• **PROMPT**
Since only the text is wanted, print every entry below exactly and omit the images.

• **GIVEN RECORDS**

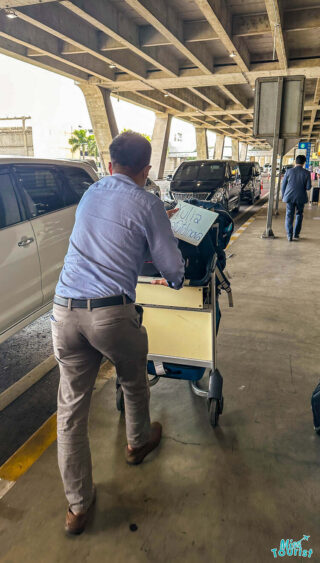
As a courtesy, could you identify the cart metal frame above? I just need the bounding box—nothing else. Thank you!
[116,263,224,428]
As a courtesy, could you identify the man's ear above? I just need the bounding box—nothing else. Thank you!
[108,162,113,175]
[144,164,151,179]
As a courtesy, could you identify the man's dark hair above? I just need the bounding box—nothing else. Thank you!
[109,130,151,174]
[296,154,306,165]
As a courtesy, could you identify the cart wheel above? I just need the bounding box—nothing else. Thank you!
[116,386,125,412]
[218,396,224,414]
[208,399,220,428]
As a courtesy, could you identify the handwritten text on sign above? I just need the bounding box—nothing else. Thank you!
[170,201,218,246]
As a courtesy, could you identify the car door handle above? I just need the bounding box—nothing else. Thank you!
[18,237,34,247]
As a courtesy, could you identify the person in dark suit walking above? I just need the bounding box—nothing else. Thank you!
[281,154,311,241]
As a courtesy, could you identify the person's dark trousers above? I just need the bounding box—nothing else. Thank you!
[285,202,305,238]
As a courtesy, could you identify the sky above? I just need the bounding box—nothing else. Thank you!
[0,54,203,158]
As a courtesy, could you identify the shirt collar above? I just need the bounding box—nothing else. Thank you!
[112,173,142,189]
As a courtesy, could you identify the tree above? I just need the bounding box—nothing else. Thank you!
[121,128,151,143]
[68,129,90,160]
[87,135,98,159]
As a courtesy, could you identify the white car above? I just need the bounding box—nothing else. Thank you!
[0,157,99,343]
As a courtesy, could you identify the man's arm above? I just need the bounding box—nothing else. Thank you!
[281,171,289,198]
[306,170,312,191]
[144,199,185,289]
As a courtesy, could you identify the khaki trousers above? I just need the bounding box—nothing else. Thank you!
[51,302,150,513]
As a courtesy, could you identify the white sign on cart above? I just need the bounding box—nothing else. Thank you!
[170,201,218,246]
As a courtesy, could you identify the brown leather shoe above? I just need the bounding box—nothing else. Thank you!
[126,422,162,465]
[65,486,96,535]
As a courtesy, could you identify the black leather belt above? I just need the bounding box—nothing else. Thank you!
[54,294,133,309]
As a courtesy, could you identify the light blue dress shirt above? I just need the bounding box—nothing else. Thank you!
[56,174,185,300]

• **THE ANSWER**
As a courtesy, could you identify the cart metal frame above? I just need the bounding box—nothing else. Thank you!
[116,263,224,428]
As a courtesy, could you identify the man's ear above? I just need the bounding box—nothing else. Thank you!
[108,162,113,175]
[144,164,151,179]
As a courtesy, could you identify the man's dark hair above? I just need the bounding box—nothing else. Thank you!
[109,130,151,174]
[296,154,306,165]
As a courtesy, could you identify the cart wheel above? I just need the bounding box—nothing else. Thank you!
[116,386,125,412]
[218,396,224,414]
[208,399,220,428]
As a courtesy, could you identify the handwritten text on sign above? I just need the bounding box—nothing else. Thank you!
[170,201,218,246]
As a courtesy, could you identify the car door handle above? I just need the bounding box—nothing else. Thank you!
[18,237,34,247]
As a courtesy, could you identify the person in dark suit walking above? I just need the bounding box—nothing else. Thank you!
[281,154,311,241]
As a courtesy, could you identify the person's dark trousers above? I just need the bounding box—nothing else. Thank you!
[285,202,305,238]
As a courtesy, could you identify the sky above? I just need the bounding box—nothing else. Thank you!
[0,54,203,158]
As a courtesy, could you identify the shirt collar above? I just need the bounding box—nothing else. Thank you!
[112,173,142,189]
As a courtesy, could you identify the tree above? I just need the bounding box—nothing else. Thank you!
[121,128,151,143]
[68,129,90,160]
[87,135,98,159]
As a courtesy, could you identify the white car above? I just need the bounding box—nothing else. Thank you!
[0,157,99,343]
As a courtesy, could you identify the man's arm above? I just need the bounding box—nothing else. Thank you!
[281,171,289,198]
[306,170,312,191]
[144,199,185,289]
As a courtesy, could you identify the khaki trousers above? I just need the bounding box—nothing else. Thank you!
[51,302,150,513]
As a courtesy, could you identify the white sign on cart above? I just need the bounding box—nothing else. Thank you!
[170,201,218,246]
As a courtesy, could you identify the brown leather shoe above? I just need the bounding box—nothing else. Thank you!
[126,422,162,465]
[65,486,96,535]
As a courtesy, could you identify the black leather belt above? I just need the bounding box—nothing else. Thank you!
[54,294,133,309]
As a courtesy, could you identify the light blue dress shirt above? I just need the bounding box—nothing else. Thank you!
[56,174,185,300]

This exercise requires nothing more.